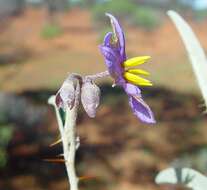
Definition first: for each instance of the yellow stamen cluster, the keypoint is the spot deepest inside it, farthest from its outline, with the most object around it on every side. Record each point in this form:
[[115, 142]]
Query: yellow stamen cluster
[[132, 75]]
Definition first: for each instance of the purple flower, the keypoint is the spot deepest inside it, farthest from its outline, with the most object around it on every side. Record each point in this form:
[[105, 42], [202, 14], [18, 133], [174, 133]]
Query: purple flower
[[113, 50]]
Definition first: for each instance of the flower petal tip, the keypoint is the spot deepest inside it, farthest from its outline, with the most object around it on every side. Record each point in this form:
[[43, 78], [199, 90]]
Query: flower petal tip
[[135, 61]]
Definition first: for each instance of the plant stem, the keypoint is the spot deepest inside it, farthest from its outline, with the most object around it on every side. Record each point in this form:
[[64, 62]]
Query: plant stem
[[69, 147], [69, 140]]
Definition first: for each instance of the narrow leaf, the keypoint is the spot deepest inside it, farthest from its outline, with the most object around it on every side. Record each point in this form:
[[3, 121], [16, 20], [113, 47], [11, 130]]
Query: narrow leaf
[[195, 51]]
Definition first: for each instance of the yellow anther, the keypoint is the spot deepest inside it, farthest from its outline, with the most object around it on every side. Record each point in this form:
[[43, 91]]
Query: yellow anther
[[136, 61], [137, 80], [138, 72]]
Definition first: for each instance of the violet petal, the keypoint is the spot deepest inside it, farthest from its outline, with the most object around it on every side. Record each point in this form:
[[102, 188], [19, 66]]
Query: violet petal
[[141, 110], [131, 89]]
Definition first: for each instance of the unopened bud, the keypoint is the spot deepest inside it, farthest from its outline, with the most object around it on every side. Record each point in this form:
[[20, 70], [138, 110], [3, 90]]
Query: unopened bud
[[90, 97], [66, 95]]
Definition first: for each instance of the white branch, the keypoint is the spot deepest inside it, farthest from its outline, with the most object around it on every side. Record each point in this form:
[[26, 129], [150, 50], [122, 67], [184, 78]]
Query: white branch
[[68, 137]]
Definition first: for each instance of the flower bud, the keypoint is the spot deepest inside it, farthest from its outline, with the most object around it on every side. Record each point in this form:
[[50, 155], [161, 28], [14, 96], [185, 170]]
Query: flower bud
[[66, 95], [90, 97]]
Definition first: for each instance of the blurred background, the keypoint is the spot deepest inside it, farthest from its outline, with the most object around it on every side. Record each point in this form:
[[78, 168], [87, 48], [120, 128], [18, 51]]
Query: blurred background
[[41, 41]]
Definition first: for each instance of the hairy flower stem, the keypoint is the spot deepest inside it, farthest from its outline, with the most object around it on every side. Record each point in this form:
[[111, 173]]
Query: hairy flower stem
******
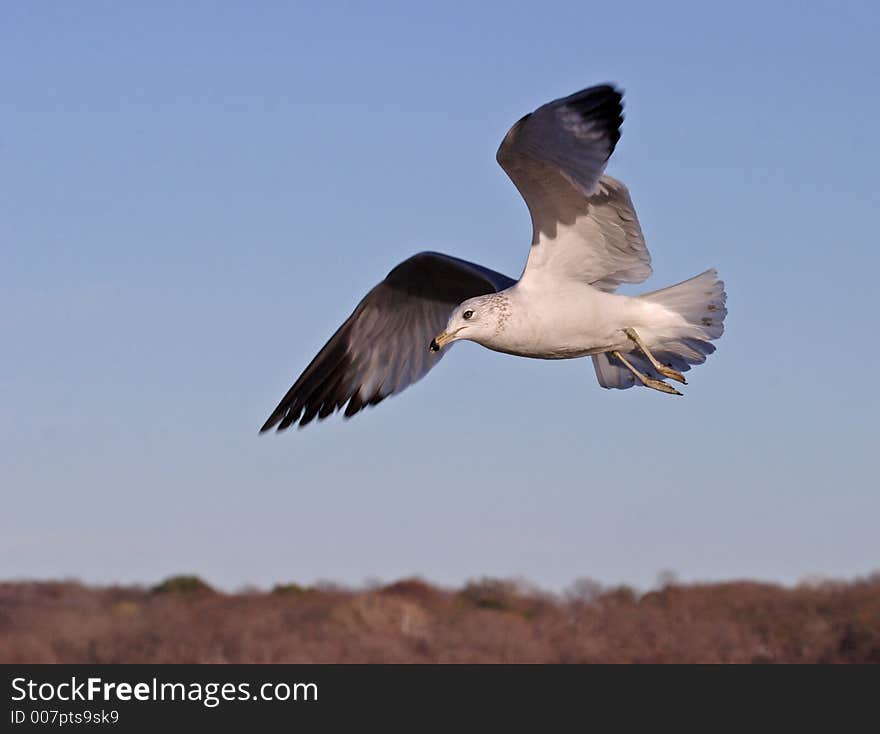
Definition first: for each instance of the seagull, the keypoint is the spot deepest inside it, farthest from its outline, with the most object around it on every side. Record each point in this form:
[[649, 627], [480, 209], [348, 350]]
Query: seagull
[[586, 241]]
******
**Task details**:
Swap "outline" for "boundary" in the part that opens with the line containing "Definition first: for each instance of the yellow stamen" and closes with the line containing "[[132, 75]]", and reproduce only those lines with everything else unchanged.

**Right answer**:
Definition first: for each instance of the yellow stamen cluster, the keypoint is the spot deepest inside it, farthest from its boundary, with the most object around it on every side. Record each point in this form:
[[115, 142]]
Query: yellow stamen cluster
[[132, 75]]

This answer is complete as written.